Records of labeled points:
╭──

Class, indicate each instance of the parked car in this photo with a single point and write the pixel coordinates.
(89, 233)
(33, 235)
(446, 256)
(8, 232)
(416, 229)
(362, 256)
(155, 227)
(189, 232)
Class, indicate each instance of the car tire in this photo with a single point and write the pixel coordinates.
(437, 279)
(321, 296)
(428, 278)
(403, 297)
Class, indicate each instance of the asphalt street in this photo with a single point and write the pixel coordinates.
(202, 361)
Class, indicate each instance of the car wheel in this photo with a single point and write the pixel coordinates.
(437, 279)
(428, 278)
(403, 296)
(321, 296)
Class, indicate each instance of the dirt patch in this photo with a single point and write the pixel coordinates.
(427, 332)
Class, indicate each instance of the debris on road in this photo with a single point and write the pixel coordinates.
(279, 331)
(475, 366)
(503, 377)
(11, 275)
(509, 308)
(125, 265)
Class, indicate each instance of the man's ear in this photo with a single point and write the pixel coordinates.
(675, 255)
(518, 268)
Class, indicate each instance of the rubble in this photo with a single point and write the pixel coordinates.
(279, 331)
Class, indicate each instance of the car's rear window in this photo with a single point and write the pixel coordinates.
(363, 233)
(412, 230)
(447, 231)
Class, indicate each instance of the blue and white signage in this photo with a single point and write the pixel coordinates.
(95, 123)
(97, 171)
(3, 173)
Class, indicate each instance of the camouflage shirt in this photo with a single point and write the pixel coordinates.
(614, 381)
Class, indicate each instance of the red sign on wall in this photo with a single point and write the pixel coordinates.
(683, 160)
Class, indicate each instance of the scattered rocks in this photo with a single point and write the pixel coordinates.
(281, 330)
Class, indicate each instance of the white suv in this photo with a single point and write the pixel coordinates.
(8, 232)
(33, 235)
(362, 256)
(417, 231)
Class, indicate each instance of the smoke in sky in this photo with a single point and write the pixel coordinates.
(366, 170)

╰──

Task to carry out -
Reproduce every line of the data above word for word, with nothing changed.

Solution to this problem -
Class, indicate each instance of the parked car in this photo with a single point and write the pixel coordinates.
(89, 233)
(33, 235)
(446, 256)
(8, 232)
(416, 229)
(362, 256)
(155, 227)
(189, 232)
Class, indicate each instance of the car tire in this photo with a single point and write the pixel coordinates.
(437, 279)
(321, 296)
(428, 278)
(403, 297)
Class, indicate each instance of the asphalt street in this photo with a single point and write the pixel coordinates.
(202, 361)
Class, indicate each instance of the car wheel in this photo with a single point and write the pixel coordinates.
(437, 279)
(428, 278)
(403, 296)
(321, 296)
Class, indicate each instance of the dirt patch in this photo with a single point and write the pixel coordinates.
(427, 332)
Class, indicate each instance of the debris on road in this photo with a single point and write the pixel coordinates.
(279, 331)
(475, 366)
(503, 377)
(11, 275)
(509, 308)
(125, 265)
Class, indicate each instance of the man's ear in this photo with a single point and write the pixel coordinates.
(675, 255)
(518, 268)
Class, indicate each instance of the rubble in this photo with a single point and write the pixel coordinates.
(279, 331)
Class, indicate each instance of the car's rear window in this photo with a single point and write the pixel coordinates.
(363, 233)
(412, 230)
(447, 231)
Class, indicate each instance of the blue and white signage in this photo with a single point and write the pixel coordinates.
(95, 123)
(97, 171)
(3, 173)
Class, indicate each instance of the camouflage shirt in this photo with a single point and write the pixel coordinates.
(614, 381)
Class, indicate each instance of the red sign on wall in this photo with a single point and write the pixel coordinates.
(683, 160)
Class, indicate each instance of the scattered rocks in this photo with a single point and write the pixel coordinates.
(281, 330)
Class, indicate each instance of the white suv in this photo with a single point and write the pixel coordinates.
(8, 232)
(33, 235)
(362, 256)
(417, 231)
Class, indicate each instance of the smoke in sky in this photo with a single point and write the pixel coordinates.
(366, 170)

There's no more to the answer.